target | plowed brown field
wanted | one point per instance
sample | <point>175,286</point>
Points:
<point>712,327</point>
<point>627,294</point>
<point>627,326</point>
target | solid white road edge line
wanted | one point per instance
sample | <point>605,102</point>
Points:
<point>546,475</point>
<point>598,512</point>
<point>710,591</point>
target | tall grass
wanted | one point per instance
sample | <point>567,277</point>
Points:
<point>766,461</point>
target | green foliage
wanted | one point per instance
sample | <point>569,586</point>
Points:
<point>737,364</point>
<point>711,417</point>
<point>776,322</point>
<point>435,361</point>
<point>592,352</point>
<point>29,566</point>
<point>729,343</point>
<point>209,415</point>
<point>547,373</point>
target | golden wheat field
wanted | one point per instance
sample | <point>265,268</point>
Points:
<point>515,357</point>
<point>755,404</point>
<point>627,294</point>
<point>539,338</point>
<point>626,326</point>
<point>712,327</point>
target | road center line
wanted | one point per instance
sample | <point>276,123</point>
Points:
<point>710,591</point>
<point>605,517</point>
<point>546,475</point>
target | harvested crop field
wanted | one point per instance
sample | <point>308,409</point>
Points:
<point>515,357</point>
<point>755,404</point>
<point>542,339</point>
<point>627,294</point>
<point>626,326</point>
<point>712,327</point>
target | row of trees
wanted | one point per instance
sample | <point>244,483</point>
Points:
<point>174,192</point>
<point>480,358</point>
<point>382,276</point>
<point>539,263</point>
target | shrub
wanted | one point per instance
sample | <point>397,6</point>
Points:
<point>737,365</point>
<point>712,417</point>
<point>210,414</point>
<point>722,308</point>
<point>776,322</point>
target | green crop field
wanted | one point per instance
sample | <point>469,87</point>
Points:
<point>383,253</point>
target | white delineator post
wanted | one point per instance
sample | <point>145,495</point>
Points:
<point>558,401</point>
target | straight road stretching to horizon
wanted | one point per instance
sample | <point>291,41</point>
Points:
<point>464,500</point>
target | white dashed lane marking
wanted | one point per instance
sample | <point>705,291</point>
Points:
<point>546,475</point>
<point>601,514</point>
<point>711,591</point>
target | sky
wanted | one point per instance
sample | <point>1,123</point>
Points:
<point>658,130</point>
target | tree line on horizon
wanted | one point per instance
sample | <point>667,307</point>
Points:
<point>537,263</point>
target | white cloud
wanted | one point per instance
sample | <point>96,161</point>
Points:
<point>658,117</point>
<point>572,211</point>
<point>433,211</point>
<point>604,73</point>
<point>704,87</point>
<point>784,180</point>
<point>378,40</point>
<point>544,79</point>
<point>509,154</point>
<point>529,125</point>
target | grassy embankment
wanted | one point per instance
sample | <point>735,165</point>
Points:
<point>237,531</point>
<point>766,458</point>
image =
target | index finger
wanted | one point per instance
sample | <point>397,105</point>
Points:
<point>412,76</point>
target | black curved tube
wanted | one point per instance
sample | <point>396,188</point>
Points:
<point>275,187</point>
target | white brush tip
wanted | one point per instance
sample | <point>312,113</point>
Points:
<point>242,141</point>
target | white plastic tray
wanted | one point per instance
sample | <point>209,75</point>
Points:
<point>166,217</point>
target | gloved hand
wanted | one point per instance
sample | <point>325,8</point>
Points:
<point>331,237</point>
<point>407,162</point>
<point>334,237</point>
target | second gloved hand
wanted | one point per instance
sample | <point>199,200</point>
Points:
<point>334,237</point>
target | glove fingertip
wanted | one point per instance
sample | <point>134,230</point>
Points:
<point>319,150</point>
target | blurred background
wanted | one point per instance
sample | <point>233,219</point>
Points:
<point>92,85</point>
:::
How to complete this task
Every line of the material must be returned exactly as it appears.

Completed task
target | plowed brown field
wanted | one point per instance
sample | <point>175,286</point>
Points:
<point>712,327</point>
<point>627,294</point>
<point>627,326</point>
target | solid white road edge line
wanted | one point per instance
sample | <point>605,102</point>
Points:
<point>546,475</point>
<point>598,512</point>
<point>710,591</point>
target | tall grass
wanted | one point per instance
sample | <point>567,277</point>
Points:
<point>766,461</point>
target | green foliage
wanted | one point per instance
sample | <point>569,586</point>
Points:
<point>737,364</point>
<point>711,417</point>
<point>776,322</point>
<point>435,361</point>
<point>592,352</point>
<point>29,566</point>
<point>729,343</point>
<point>209,415</point>
<point>547,373</point>
target | golden wheat field
wanted | one point per instance
sample | <point>265,268</point>
Points:
<point>515,357</point>
<point>755,404</point>
<point>627,294</point>
<point>539,338</point>
<point>626,326</point>
<point>712,327</point>
target | road center line
wanted | one point per instance
sample | <point>276,123</point>
Points:
<point>710,591</point>
<point>605,517</point>
<point>546,475</point>
target | harvested crop field
wanted | one point per instance
sample | <point>308,409</point>
Points:
<point>515,357</point>
<point>755,404</point>
<point>542,339</point>
<point>627,294</point>
<point>626,326</point>
<point>712,327</point>
target | row of trees
wanted | one point per instance
sample | <point>244,483</point>
Points:
<point>174,192</point>
<point>480,358</point>
<point>382,276</point>
<point>539,263</point>
target | shrub
wanted | one point per instance
sample | <point>397,6</point>
Points:
<point>737,365</point>
<point>712,417</point>
<point>210,414</point>
<point>722,308</point>
<point>776,322</point>
target | green crop field
wanted | one point per instance
sample | <point>469,87</point>
Points:
<point>383,253</point>
target | white delineator post
wanted | one point per instance
sample | <point>145,495</point>
Points:
<point>558,401</point>
target | straight road stretching to horizon
wanted | one point per instance
sample | <point>291,41</point>
Points:
<point>464,500</point>
target | white dashed lane marking
wanted | one point per instance
sample | <point>705,291</point>
Points:
<point>546,475</point>
<point>601,514</point>
<point>711,591</point>
target | sky
wanted | one point per instance
sample | <point>1,123</point>
Points:
<point>658,130</point>
target | tree line on horizon
wanted | one point per instance
sample | <point>667,307</point>
Points:
<point>537,263</point>
target | white cloud
wanted | one point per instance
sample | <point>96,161</point>
Points:
<point>658,117</point>
<point>572,211</point>
<point>433,211</point>
<point>604,73</point>
<point>704,87</point>
<point>784,180</point>
<point>378,40</point>
<point>544,79</point>
<point>509,154</point>
<point>529,125</point>
target | grassy embankment
wanted | one point per instance
sample | <point>735,165</point>
Points:
<point>237,531</point>
<point>766,458</point>
image =
target | index finger
wanted | one point per instance
sample | <point>397,105</point>
Points:
<point>412,76</point>
target | black curved tube
wanted | one point per instance
sample | <point>396,188</point>
Points:
<point>275,187</point>
target | white brush tip
wanted | one point per instance
sample | <point>312,113</point>
Points:
<point>242,141</point>
target | white plastic tray
wanted | one point per instance
sample | <point>209,75</point>
Points:
<point>166,217</point>
target | gloved hand
wanted | one point per instance
sample | <point>325,8</point>
Points:
<point>331,237</point>
<point>407,162</point>
<point>334,237</point>
target | second gloved hand
wanted | one point per instance
sample | <point>199,200</point>
Points:
<point>334,237</point>
target | glove fingertip
wanted | one point per instance
sample | <point>134,230</point>
Points:
<point>319,150</point>
target | blurred background
wanted | one point per instance
sample | <point>233,219</point>
Points:
<point>92,85</point>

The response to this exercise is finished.